- TASK DESCRIPTION
Copy out each of the entries below word for word.

- MATERIAL SUPPLIED
* * * * *

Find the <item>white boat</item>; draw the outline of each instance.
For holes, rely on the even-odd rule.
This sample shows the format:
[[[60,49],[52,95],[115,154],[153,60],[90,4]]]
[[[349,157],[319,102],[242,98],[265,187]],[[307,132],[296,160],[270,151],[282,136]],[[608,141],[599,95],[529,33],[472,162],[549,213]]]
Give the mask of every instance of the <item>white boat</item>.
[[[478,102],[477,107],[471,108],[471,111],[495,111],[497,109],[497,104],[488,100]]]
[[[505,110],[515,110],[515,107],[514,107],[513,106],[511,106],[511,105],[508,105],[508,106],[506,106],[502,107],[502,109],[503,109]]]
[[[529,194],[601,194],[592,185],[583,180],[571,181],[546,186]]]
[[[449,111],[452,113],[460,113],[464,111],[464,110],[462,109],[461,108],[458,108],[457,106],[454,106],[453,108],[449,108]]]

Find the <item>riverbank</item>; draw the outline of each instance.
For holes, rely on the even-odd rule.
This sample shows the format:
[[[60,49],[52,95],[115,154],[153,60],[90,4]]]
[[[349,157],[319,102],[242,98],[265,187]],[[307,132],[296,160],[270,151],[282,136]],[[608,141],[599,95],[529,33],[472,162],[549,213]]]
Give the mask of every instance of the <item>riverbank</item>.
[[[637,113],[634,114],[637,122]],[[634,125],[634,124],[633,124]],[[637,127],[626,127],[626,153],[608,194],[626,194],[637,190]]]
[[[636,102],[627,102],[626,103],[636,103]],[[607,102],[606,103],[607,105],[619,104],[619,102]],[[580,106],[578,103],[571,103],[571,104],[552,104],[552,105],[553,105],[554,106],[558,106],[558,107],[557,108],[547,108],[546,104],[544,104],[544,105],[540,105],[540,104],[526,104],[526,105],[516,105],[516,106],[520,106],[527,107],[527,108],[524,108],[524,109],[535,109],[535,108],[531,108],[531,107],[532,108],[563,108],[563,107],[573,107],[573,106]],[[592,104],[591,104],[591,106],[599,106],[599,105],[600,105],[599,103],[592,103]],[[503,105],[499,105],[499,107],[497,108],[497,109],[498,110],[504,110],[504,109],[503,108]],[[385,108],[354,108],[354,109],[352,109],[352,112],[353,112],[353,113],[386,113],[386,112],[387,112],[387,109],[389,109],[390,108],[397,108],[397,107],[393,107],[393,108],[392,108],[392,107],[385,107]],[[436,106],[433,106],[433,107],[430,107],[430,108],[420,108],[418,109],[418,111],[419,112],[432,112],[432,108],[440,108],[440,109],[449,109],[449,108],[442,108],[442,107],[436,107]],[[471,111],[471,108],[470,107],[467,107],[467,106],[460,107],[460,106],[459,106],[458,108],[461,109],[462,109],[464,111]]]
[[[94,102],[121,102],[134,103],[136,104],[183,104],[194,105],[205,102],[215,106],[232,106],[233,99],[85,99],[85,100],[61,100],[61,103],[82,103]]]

* * * * *

- RESULT OF THIS EXERCISE
Find the <item>white boat</item>; draw the outline of each instance.
For holes, rely on the even-odd rule.
This sample shows the format:
[[[60,49],[52,95],[115,154],[153,60],[90,4]]]
[[[349,157],[319,102],[242,98],[265,187]],[[307,132],[296,160],[270,151],[282,136]],[[608,141],[599,95],[529,33],[472,162],[549,213]]]
Give the mask of every instance of the <item>white boat</item>.
[[[478,102],[477,107],[471,108],[471,111],[495,111],[497,109],[497,104],[488,100]]]
[[[505,110],[515,110],[515,107],[514,107],[513,106],[511,106],[511,105],[508,105],[508,106],[506,106],[502,107],[502,109],[503,109]]]
[[[529,194],[601,194],[592,185],[583,180],[571,181],[546,186]]]
[[[449,111],[452,113],[460,113],[464,111],[464,110],[462,109],[461,108],[458,108],[457,106],[454,106],[453,108],[449,108]]]

Find the <item>riverbank</item>; draw the outline of each instance.
For holes, rely on the even-odd rule.
This sample shows the format:
[[[60,49],[52,95],[115,154],[153,60],[90,4]]]
[[[349,157],[319,102],[242,98],[265,187]],[[307,132],[296,160],[270,151],[282,136]],[[608,141],[599,95],[529,33],[472,162],[549,213]]]
Give the mask of every instance of the <item>riverbank</item>.
[[[637,113],[634,114],[637,122]],[[634,125],[634,124],[633,124]],[[637,127],[626,127],[626,153],[608,194],[626,194],[637,190]]]
[[[636,102],[627,102],[626,103],[636,103]],[[607,102],[606,103],[607,105],[619,104],[619,102]],[[580,106],[578,103],[571,103],[571,104],[552,104],[552,105],[553,105],[554,106],[558,106],[558,107],[557,108],[547,108],[546,104],[544,104],[544,105],[540,105],[540,104],[526,104],[526,105],[516,105],[516,106],[520,106],[527,107],[527,108],[524,108],[524,109],[535,109],[535,108],[531,108],[531,107],[532,108],[563,108],[563,107],[573,107],[573,106]],[[592,104],[591,104],[591,106],[599,106],[599,105],[600,105],[599,103],[592,103]],[[503,105],[499,105],[499,107],[497,108],[497,109],[498,110],[504,110],[504,109],[503,108]],[[385,108],[354,108],[354,109],[352,109],[352,112],[353,112],[353,113],[386,113],[386,112],[387,112],[387,109],[389,109],[390,108],[397,108],[397,107],[393,107],[393,108],[392,108],[392,107],[385,107]],[[436,106],[433,106],[433,107],[430,107],[430,108],[420,108],[418,109],[418,111],[419,112],[432,112],[432,108],[440,108],[440,109],[449,109],[449,108],[442,108],[442,107],[436,107]],[[471,111],[471,108],[470,107],[467,107],[467,106],[460,107],[460,106],[459,106],[458,108],[461,109],[462,109],[464,111]]]
[[[94,102],[121,102],[134,103],[136,104],[183,104],[194,105],[205,102],[215,106],[232,106],[233,99],[85,99],[85,100],[61,100],[61,103],[82,103]]]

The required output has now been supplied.